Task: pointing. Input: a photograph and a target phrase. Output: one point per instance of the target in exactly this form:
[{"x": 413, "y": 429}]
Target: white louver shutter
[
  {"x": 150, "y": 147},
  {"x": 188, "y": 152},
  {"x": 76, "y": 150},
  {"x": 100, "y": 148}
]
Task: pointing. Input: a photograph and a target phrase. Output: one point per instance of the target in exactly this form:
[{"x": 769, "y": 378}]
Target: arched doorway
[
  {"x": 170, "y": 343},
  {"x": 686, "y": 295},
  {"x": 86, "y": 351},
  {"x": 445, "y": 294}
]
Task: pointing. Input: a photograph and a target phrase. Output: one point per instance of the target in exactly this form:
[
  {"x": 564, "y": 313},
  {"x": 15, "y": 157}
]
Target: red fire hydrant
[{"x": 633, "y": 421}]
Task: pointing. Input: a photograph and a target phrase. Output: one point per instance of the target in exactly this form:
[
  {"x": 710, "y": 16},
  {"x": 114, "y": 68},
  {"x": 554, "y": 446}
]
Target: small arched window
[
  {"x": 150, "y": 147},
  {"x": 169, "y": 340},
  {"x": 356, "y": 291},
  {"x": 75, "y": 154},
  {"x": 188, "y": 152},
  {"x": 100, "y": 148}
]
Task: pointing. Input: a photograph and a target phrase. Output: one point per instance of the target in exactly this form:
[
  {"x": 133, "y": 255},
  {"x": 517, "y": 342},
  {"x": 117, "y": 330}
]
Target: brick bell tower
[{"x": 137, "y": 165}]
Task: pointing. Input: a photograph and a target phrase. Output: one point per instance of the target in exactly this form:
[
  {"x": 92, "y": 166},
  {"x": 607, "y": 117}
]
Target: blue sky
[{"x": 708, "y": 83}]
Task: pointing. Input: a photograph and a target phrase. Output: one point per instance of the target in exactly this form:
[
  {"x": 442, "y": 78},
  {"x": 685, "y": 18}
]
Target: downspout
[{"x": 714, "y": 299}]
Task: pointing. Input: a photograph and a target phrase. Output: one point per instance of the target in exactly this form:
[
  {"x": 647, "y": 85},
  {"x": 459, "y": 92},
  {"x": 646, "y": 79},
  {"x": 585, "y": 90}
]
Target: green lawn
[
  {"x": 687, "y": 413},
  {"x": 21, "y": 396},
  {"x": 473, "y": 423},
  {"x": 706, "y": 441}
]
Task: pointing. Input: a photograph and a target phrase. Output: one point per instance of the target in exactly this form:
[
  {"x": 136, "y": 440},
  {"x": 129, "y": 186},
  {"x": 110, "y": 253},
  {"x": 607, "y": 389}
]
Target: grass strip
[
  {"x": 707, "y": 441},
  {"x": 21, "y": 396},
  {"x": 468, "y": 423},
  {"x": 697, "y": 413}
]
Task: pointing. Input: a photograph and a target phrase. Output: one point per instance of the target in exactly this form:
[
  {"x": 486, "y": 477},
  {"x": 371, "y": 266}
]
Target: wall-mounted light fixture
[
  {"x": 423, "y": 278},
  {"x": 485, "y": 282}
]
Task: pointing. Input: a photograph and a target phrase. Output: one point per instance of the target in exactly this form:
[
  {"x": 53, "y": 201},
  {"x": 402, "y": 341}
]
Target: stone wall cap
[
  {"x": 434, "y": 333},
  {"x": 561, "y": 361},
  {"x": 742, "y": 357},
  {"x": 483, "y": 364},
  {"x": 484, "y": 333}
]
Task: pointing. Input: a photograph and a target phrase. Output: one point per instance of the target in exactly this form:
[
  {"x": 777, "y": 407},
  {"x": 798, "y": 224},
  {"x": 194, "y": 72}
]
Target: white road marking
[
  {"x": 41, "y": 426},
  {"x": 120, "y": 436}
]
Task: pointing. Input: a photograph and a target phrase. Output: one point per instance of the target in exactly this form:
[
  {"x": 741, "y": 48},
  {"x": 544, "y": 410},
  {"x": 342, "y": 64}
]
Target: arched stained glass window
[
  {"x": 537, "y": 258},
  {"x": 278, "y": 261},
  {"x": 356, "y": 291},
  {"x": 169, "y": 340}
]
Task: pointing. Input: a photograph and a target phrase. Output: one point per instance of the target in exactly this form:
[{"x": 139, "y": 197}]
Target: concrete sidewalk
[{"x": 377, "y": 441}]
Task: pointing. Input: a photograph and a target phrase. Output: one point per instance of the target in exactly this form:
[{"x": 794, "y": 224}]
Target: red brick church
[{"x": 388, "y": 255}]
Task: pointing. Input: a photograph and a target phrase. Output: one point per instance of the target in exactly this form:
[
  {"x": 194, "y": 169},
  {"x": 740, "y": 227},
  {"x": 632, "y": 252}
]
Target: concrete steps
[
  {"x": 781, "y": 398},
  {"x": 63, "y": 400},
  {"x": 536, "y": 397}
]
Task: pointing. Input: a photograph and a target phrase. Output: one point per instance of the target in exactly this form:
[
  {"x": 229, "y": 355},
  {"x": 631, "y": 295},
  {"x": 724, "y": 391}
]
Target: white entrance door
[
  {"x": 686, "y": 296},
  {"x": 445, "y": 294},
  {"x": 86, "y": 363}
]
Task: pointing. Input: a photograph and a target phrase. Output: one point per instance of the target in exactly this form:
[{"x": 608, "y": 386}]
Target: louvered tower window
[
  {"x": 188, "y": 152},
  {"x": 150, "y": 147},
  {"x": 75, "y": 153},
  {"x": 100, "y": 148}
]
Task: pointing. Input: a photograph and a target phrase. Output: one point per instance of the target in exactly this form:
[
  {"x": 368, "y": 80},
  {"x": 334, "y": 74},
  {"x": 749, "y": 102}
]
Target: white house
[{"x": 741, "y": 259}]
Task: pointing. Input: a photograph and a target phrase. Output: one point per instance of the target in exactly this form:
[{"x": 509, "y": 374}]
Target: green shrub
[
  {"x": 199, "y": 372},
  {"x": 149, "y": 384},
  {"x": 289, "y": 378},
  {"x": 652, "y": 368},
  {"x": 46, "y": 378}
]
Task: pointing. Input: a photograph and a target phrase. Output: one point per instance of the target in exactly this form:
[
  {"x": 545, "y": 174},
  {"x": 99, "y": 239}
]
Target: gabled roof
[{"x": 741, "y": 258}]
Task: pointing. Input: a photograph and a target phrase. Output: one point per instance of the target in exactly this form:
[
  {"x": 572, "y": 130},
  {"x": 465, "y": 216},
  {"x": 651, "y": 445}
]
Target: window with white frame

§ What you need to do
Each line above is to be restated exactly.

§ Problem solution
Task: pointing. Input: a photograph and a target phrase. Output: one point per instance of the target in exactly this form:
[{"x": 413, "y": 429}]
Target: white louver shutter
[
  {"x": 150, "y": 147},
  {"x": 188, "y": 152},
  {"x": 76, "y": 150},
  {"x": 100, "y": 148}
]
Task: pointing. Input: a photograph and a target phrase. Output: one point per instance of the target in exactly this form:
[{"x": 769, "y": 378}]
Target: arched doorway
[
  {"x": 170, "y": 343},
  {"x": 686, "y": 295},
  {"x": 86, "y": 351},
  {"x": 445, "y": 294}
]
Task: pointing. Input: a photograph and a target phrase. Output: one point per instance of the target in exactly this form:
[
  {"x": 564, "y": 313},
  {"x": 15, "y": 157}
]
Target: red fire hydrant
[{"x": 633, "y": 421}]
Task: pointing. Input: a photograph and a target phrase. Output: one point per instance of the target in exactly this form:
[
  {"x": 710, "y": 16},
  {"x": 114, "y": 68},
  {"x": 554, "y": 446}
]
Target: small arched window
[
  {"x": 150, "y": 147},
  {"x": 169, "y": 340},
  {"x": 356, "y": 291},
  {"x": 75, "y": 154},
  {"x": 188, "y": 152},
  {"x": 100, "y": 148}
]
Task: pointing. Input: a photograph and a target phrase. Output: one point per instance of the target in exactly this form:
[
  {"x": 133, "y": 255},
  {"x": 517, "y": 342},
  {"x": 117, "y": 330}
]
Target: brick bell tower
[{"x": 137, "y": 165}]
Task: pointing. Input: a photograph and a target phrase. Output: one point per instance of the target in exactly this form:
[
  {"x": 92, "y": 166},
  {"x": 607, "y": 117}
]
Target: blue sky
[{"x": 708, "y": 83}]
Task: pointing. Input: a photograph and a target phrase. Output: one point per instance of the target in exactly this form:
[
  {"x": 442, "y": 78},
  {"x": 685, "y": 18}
]
Target: downspout
[{"x": 714, "y": 299}]
Task: pointing. Input: a photograph and a target phrase. Output: one point per instance of the target in exactly this form:
[
  {"x": 647, "y": 85},
  {"x": 459, "y": 92},
  {"x": 646, "y": 79},
  {"x": 585, "y": 90}
]
Target: green lawn
[
  {"x": 687, "y": 413},
  {"x": 21, "y": 396},
  {"x": 473, "y": 423},
  {"x": 706, "y": 441}
]
Task: pointing. Input: a photograph and a target phrase. Output: one point per instance of the target in exactly this form:
[
  {"x": 136, "y": 440},
  {"x": 129, "y": 186},
  {"x": 110, "y": 253},
  {"x": 607, "y": 389}
]
Target: grass strip
[
  {"x": 707, "y": 441},
  {"x": 21, "y": 396},
  {"x": 468, "y": 423},
  {"x": 697, "y": 413}
]
Task: pointing. Input: a photograph and a target phrase. Output: one point per instance of the target in exactly this form:
[
  {"x": 486, "y": 477},
  {"x": 371, "y": 266}
]
Target: wall-mounted light fixture
[
  {"x": 423, "y": 278},
  {"x": 485, "y": 282}
]
Task: pointing. Input: a photograph and a target phrase. Output: one point per instance of the target in exactly this form:
[
  {"x": 53, "y": 201},
  {"x": 402, "y": 341}
]
Target: stone wall cap
[
  {"x": 434, "y": 333},
  {"x": 561, "y": 361},
  {"x": 742, "y": 357},
  {"x": 483, "y": 364},
  {"x": 484, "y": 333}
]
Task: pointing. Input: a photograph and a target phrase. Output: one point per instance of the target in exactly this form:
[
  {"x": 777, "y": 407},
  {"x": 798, "y": 224},
  {"x": 194, "y": 72}
]
Target: white road marking
[
  {"x": 41, "y": 426},
  {"x": 120, "y": 436}
]
Task: pointing. Input: a photograph and a target phrase. Output: one point per instance of the target in exactly this form:
[
  {"x": 741, "y": 48},
  {"x": 544, "y": 410},
  {"x": 342, "y": 64}
]
Target: arched stained glass window
[
  {"x": 537, "y": 258},
  {"x": 278, "y": 261},
  {"x": 356, "y": 291},
  {"x": 169, "y": 340}
]
Task: pointing. Input: a photograph and a target phrase. Output: one point per instance of the target in exactly this form:
[{"x": 139, "y": 197}]
Target: concrete sidewalk
[{"x": 377, "y": 441}]
Task: pointing. Input: a photograph and a target phrase. Output: one point per instance of the target in exactly this form:
[{"x": 794, "y": 224}]
Target: red brick church
[{"x": 388, "y": 255}]
Task: pointing. Input: a photograph and a target phrase. Output: one point per instance of the target in exactly this form:
[
  {"x": 194, "y": 169},
  {"x": 740, "y": 227},
  {"x": 632, "y": 252}
]
Target: concrete steps
[
  {"x": 781, "y": 398},
  {"x": 63, "y": 400},
  {"x": 536, "y": 397}
]
Task: pointing. Input: a photograph and a target phrase. Output: one point per instance of the target in exactly this form:
[
  {"x": 229, "y": 355},
  {"x": 631, "y": 295},
  {"x": 724, "y": 391}
]
Target: white entrance door
[
  {"x": 686, "y": 296},
  {"x": 445, "y": 294},
  {"x": 86, "y": 363}
]
Task: pointing. Input: a photograph and a target phrase. Output: one point per instance of the target in exactly this form:
[{"x": 608, "y": 386}]
Target: louvered tower window
[
  {"x": 188, "y": 152},
  {"x": 150, "y": 147},
  {"x": 75, "y": 153},
  {"x": 100, "y": 148}
]
Task: pointing. Input: a photograph and a target phrase. Output: one point per instance of the target in exactly this form:
[
  {"x": 368, "y": 80},
  {"x": 334, "y": 74},
  {"x": 749, "y": 102}
]
Target: white house
[{"x": 741, "y": 259}]
Task: pointing. Input: a photograph and a target phrase. Output: one point per instance of the target in exactly this form:
[{"x": 509, "y": 374}]
Target: green shrub
[
  {"x": 199, "y": 372},
  {"x": 149, "y": 384},
  {"x": 289, "y": 378},
  {"x": 652, "y": 368},
  {"x": 46, "y": 378}
]
Task: pointing. Input: a photograph and a target phrase. Output: one point per instance of the target in exactly this form:
[
  {"x": 545, "y": 174},
  {"x": 99, "y": 239}
]
Target: gabled roof
[{"x": 741, "y": 258}]
Task: pointing. Input: a photograph and a target phrase. Output: one point per instance of the target in exactly this form:
[
  {"x": 572, "y": 130},
  {"x": 465, "y": 216},
  {"x": 651, "y": 445}
]
Target: window with white frame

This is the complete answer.